[Data listing]
————————
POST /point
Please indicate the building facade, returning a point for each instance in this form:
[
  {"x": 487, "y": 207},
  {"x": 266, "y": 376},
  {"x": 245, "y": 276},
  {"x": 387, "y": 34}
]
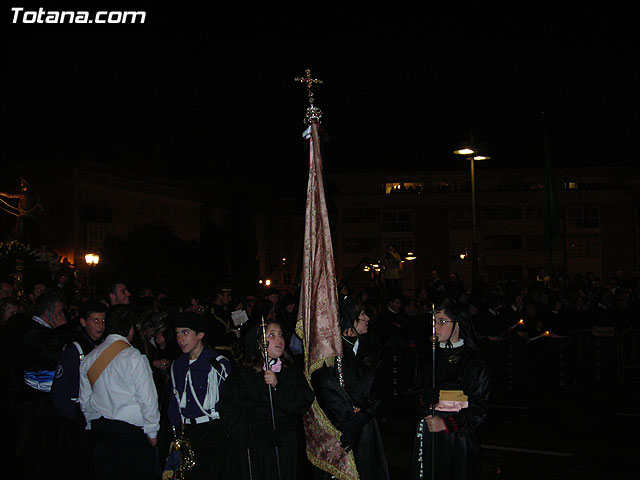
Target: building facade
[{"x": 429, "y": 215}]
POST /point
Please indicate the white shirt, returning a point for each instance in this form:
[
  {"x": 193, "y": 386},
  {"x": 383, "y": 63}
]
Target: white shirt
————————
GIVEN TASK: Retype every row above word for word, leaving out the pictures.

CORRECT RESPONSE:
POST /point
Please indicate the building facade, returning a point for each instance in this form:
[
  {"x": 487, "y": 207},
  {"x": 266, "y": 376},
  {"x": 245, "y": 276},
  {"x": 387, "y": 34}
]
Target: building facade
[{"x": 429, "y": 215}]
POST /point
Please indicate the white shirt, returning a point for each instance in this form:
[
  {"x": 193, "y": 386},
  {"x": 383, "y": 63}
]
Target: white shirt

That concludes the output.